* [Data provided]:
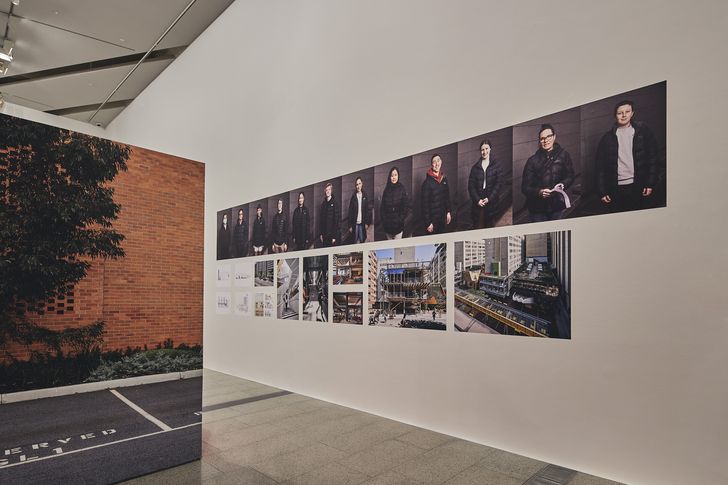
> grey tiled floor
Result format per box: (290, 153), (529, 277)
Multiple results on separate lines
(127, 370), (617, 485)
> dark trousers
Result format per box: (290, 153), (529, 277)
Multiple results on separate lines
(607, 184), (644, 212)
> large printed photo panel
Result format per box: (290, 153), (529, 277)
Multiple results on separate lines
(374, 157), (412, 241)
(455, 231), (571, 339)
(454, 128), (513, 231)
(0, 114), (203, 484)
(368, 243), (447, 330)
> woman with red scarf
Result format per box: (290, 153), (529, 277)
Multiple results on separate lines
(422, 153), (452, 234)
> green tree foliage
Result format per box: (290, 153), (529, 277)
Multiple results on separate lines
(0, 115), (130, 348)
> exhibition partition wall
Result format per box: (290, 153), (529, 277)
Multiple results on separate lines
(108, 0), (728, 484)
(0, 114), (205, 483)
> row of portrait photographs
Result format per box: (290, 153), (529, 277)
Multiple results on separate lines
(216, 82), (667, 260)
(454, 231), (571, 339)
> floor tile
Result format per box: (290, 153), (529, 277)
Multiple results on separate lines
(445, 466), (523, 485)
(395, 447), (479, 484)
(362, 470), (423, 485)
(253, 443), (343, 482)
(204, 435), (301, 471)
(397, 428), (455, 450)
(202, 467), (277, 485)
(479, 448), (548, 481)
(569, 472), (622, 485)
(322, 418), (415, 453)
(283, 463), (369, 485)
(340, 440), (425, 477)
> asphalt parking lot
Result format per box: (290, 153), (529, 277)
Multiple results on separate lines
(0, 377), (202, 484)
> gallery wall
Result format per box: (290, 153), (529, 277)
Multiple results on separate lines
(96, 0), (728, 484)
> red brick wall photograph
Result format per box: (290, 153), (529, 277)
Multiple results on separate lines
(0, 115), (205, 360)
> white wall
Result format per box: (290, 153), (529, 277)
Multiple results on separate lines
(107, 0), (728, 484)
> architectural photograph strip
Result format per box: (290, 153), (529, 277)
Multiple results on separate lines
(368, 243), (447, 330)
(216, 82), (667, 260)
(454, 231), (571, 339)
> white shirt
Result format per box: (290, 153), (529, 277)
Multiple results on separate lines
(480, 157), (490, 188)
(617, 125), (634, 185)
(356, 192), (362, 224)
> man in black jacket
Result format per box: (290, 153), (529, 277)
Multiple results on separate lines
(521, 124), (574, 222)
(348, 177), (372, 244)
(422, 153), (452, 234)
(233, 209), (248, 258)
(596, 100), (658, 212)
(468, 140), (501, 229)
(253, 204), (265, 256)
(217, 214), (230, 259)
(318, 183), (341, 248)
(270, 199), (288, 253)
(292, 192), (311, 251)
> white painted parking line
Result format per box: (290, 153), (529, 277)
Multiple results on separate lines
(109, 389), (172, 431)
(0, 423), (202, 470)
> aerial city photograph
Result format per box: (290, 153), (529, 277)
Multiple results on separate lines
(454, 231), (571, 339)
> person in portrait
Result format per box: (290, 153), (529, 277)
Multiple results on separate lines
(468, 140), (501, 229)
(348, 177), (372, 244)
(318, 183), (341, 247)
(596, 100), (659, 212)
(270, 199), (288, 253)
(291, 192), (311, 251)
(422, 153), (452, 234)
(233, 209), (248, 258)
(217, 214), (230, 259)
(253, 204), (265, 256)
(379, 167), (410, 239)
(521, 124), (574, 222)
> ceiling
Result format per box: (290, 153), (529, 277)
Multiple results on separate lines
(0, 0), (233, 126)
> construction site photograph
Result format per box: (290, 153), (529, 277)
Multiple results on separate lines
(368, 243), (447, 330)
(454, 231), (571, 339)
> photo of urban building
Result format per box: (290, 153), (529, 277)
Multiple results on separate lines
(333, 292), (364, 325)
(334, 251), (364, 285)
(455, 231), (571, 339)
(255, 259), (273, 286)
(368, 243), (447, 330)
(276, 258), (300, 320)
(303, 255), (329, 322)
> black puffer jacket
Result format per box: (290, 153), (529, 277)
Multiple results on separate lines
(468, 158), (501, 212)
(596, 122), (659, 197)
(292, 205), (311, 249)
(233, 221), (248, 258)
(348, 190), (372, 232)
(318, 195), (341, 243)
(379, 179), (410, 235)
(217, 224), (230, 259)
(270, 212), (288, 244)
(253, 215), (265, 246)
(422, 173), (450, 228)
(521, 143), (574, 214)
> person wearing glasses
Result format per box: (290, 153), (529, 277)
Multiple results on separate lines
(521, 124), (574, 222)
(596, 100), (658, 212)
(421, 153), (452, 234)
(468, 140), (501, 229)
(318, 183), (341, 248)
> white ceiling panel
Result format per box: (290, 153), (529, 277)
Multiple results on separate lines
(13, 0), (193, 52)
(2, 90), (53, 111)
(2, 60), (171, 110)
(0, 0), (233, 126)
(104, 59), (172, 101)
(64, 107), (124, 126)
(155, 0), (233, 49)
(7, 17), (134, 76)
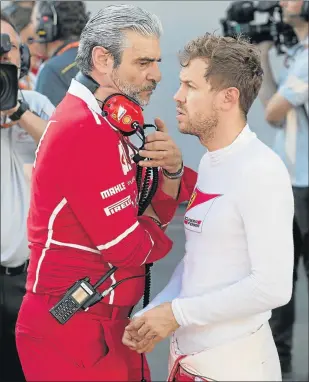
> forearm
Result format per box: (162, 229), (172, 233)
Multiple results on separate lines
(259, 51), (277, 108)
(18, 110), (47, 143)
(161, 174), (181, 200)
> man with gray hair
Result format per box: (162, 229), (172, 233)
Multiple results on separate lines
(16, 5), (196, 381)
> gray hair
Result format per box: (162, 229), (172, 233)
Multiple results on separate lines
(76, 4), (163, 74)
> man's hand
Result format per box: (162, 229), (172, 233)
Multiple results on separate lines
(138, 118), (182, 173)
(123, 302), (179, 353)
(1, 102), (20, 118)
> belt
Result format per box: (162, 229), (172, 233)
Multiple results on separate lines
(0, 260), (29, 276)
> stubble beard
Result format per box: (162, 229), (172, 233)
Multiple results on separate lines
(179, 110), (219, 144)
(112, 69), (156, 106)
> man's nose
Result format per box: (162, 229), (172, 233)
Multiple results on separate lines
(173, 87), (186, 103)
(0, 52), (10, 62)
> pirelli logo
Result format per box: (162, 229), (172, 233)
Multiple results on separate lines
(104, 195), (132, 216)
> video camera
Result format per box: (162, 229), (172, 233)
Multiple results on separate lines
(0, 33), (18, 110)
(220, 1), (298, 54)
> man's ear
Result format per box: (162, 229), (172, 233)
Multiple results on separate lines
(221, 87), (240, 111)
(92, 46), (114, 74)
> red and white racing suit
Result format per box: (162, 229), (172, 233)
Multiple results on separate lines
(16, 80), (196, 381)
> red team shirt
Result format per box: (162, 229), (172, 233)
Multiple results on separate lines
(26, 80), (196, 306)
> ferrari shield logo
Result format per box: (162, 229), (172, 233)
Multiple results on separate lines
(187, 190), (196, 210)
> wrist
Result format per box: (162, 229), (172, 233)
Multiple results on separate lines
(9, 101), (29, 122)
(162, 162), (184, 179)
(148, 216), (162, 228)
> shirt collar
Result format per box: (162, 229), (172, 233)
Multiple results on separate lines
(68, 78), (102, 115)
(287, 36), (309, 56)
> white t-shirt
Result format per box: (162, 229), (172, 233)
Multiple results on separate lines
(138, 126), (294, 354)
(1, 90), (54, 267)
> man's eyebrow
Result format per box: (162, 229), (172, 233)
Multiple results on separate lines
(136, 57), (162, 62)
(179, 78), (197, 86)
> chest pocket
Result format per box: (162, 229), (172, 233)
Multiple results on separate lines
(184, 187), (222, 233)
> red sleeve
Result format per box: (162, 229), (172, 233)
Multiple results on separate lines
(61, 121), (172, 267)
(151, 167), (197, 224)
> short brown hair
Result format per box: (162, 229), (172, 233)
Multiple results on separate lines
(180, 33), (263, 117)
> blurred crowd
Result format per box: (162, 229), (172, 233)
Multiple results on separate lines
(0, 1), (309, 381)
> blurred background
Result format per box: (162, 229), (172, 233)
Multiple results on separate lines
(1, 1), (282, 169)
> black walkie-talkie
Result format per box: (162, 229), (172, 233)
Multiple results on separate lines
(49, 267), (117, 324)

* [Work required]:
Reproduce all the records above word for word, leaving out the pictures.

* [Full response]:
> grey tiled floor
Result format per box: (290, 153), (529, 277)
Multiple results on separate lines
(127, 370), (617, 485)
> dark trousers
Result format per box: (290, 153), (529, 277)
Multiple results on separate lines
(607, 184), (644, 212)
> large printed photo panel
Result format per box: (290, 153), (529, 277)
Multiple results on separate lines
(374, 157), (412, 241)
(455, 231), (571, 339)
(454, 128), (513, 231)
(0, 114), (203, 484)
(368, 243), (447, 330)
> woman with red scarf
Result format per box: (290, 153), (529, 277)
Multiple results on separate lines
(422, 153), (452, 234)
> green tree foliage
Result format per box: (290, 153), (529, 277)
Multiple results on separate lines
(0, 115), (130, 348)
> exhibition partition wall
Result format per box: (290, 153), (529, 277)
Multiple results on separate lines
(108, 0), (728, 484)
(0, 114), (205, 483)
> row of portrait photographs
Result format per box: (290, 153), (529, 277)
Multiple results on separate lines
(216, 82), (667, 260)
(454, 231), (571, 339)
> floor tile
Result format per box: (290, 153), (529, 277)
Multiple results on separate lines
(445, 466), (523, 485)
(395, 447), (479, 484)
(362, 470), (423, 485)
(253, 443), (343, 482)
(204, 435), (301, 471)
(397, 428), (455, 450)
(202, 467), (277, 485)
(479, 448), (548, 481)
(569, 472), (622, 485)
(322, 418), (415, 453)
(283, 463), (369, 485)
(340, 440), (425, 477)
> asphalt parking lot
Result format per box: (290, 153), (529, 277)
Multiple results on separate lines
(0, 377), (202, 484)
> gallery wall
Result format per box: (290, 153), (529, 277)
Multiple results on separate lines
(96, 0), (728, 484)
> red brick wall photograph
Result format per box: (290, 153), (529, 277)
Multiple results on separate lines
(0, 115), (205, 360)
> white wall
Result format per box: (290, 153), (529, 277)
Multiple results on separate lines
(107, 0), (728, 484)
> architectural photograph strip
Result format per box: (290, 153), (529, 277)
Multiple results on separate lines
(368, 243), (447, 330)
(216, 82), (667, 260)
(454, 231), (571, 339)
> white shirt
Result format per box: (290, 153), (529, 277)
Multiple results on separate lines
(480, 157), (490, 188)
(617, 125), (634, 185)
(356, 192), (362, 224)
> man in black jacket
Result format per box: (290, 153), (529, 277)
Multiple results on separate lines
(521, 124), (574, 222)
(348, 177), (372, 244)
(422, 153), (452, 234)
(233, 209), (248, 258)
(596, 100), (658, 212)
(468, 140), (501, 229)
(253, 204), (265, 256)
(217, 214), (230, 259)
(318, 183), (341, 248)
(270, 199), (288, 253)
(292, 192), (311, 251)
> white painted parking line
Result format per box: (290, 153), (529, 277)
Multiple results on separate lines
(109, 389), (172, 431)
(0, 423), (202, 470)
> aerial city photograph
Result format per box: (290, 153), (529, 277)
Multiple results on separate lines
(454, 231), (571, 339)
> person in portrait
Result format per box: (290, 153), (529, 277)
Multiple results on separate lines
(468, 140), (501, 229)
(348, 177), (372, 244)
(318, 183), (341, 247)
(596, 100), (659, 212)
(270, 199), (288, 253)
(291, 192), (311, 251)
(422, 153), (452, 234)
(233, 209), (248, 258)
(217, 214), (230, 259)
(253, 204), (265, 256)
(379, 167), (410, 239)
(521, 124), (574, 222)
> ceiling
Result format per box: (290, 153), (529, 277)
Multiple results on separate lines
(0, 0), (233, 126)
> construction site photograph
Result format per box: (290, 153), (529, 277)
Multiple results on separate lines
(368, 243), (447, 330)
(454, 231), (571, 339)
> photo of urban building
Result format per box: (290, 153), (529, 277)
Multiple results on separate lines
(333, 292), (364, 325)
(334, 251), (364, 285)
(455, 231), (571, 339)
(255, 259), (273, 286)
(368, 243), (447, 330)
(276, 258), (300, 320)
(303, 255), (329, 322)
> black puffer jacket
Result format per box: (290, 153), (529, 277)
Multiple results on separate lines
(468, 158), (501, 212)
(596, 122), (659, 197)
(292, 205), (311, 249)
(233, 221), (248, 258)
(348, 190), (372, 232)
(318, 195), (341, 243)
(379, 179), (410, 235)
(217, 224), (230, 259)
(270, 212), (288, 244)
(253, 215), (265, 246)
(422, 173), (450, 228)
(521, 143), (574, 214)
> person wearing glasses
Result format per box: (290, 153), (529, 277)
Multiple results on separate lines
(521, 124), (574, 222)
(596, 100), (658, 212)
(421, 153), (452, 234)
(468, 140), (501, 229)
(318, 183), (341, 248)
> white ceiling panel
Result format per box: (290, 153), (529, 277)
Multiple results on separate lines
(13, 0), (193, 52)
(2, 90), (53, 111)
(2, 60), (171, 110)
(0, 0), (233, 126)
(104, 59), (172, 101)
(64, 107), (124, 126)
(155, 0), (233, 49)
(7, 17), (134, 76)
> forearm
Result format per box: (162, 229), (172, 233)
Multiple results on separate lines
(259, 51), (277, 108)
(18, 110), (47, 143)
(161, 174), (181, 200)
> man with gray hair
Result format per box: (162, 229), (172, 233)
Multiple results on separate lines
(16, 5), (196, 381)
> gray hair
Result format per box: (162, 229), (172, 233)
Multiple results on separate lines
(76, 4), (163, 74)
> man's hand
Result format per box: (162, 229), (172, 233)
Multiple results on separate lines
(138, 118), (182, 173)
(123, 302), (179, 353)
(1, 102), (20, 118)
> belt
Result format per box: (162, 229), (172, 233)
Multiple results on separate lines
(0, 260), (29, 276)
> stubble beard
Result format per box: (162, 229), (172, 233)
Multiple results on separate lines
(179, 110), (219, 144)
(112, 69), (156, 106)
> man's nose
Result format per box: (162, 229), (172, 233)
Multiple results on separate lines
(173, 87), (186, 103)
(0, 52), (10, 62)
> pirelli logo
Result format per box: (162, 229), (172, 233)
Multiple results on separate lines
(104, 195), (132, 216)
> video camera
Result format per box: (162, 229), (172, 233)
Multiple results on separate lines
(0, 33), (18, 110)
(220, 1), (298, 54)
> man's ear
Result format per box: (162, 229), (172, 233)
Multiple results on separate lines
(221, 87), (240, 111)
(92, 46), (114, 74)
> red and white racing suit
Result format per box: (162, 229), (172, 233)
Multiple results on separate lines
(16, 80), (196, 381)
> red team shirt
Result format per box: (162, 229), (172, 233)
Multiple results on separate lines
(26, 80), (196, 306)
> ferrari shield logo
Result format per box: (162, 229), (172, 233)
Multiple results on separate lines
(187, 190), (196, 210)
> wrist
Result format per box: (162, 229), (172, 233)
Multiple results on separate lines
(9, 101), (29, 122)
(162, 162), (184, 179)
(148, 216), (162, 228)
> shirt collar
Result format per box: (162, 229), (172, 233)
Multiple results on separate lines
(68, 78), (102, 115)
(287, 36), (309, 56)
> white t-shirt
Result format per box: (162, 229), (172, 233)
Multiple results on separate lines
(138, 126), (294, 354)
(1, 90), (54, 267)
> man's eyebrow
Result format per box: (162, 229), (172, 233)
Multiple results on separate lines
(136, 57), (162, 62)
(179, 78), (197, 86)
> chest pocket
Result format per box: (162, 229), (172, 233)
Multiple results on separate lines
(184, 187), (222, 233)
> red sleeve
Result format per box: (162, 229), (172, 233)
Multiple results on separate lines
(61, 121), (172, 267)
(151, 167), (197, 224)
> short brown hair
Result format per box: (162, 229), (172, 233)
Multiple results on separate lines
(180, 33), (263, 117)
> blurred crowd
Result format per box: (162, 229), (172, 233)
Multiple results on separate lines
(0, 1), (309, 381)
> blurred background
Result format per box: (162, 229), (172, 233)
Multiple results on separate lines
(1, 1), (282, 169)
> black walkie-talkie
Result format per box: (162, 229), (172, 233)
Multiple results on separate lines
(49, 267), (117, 324)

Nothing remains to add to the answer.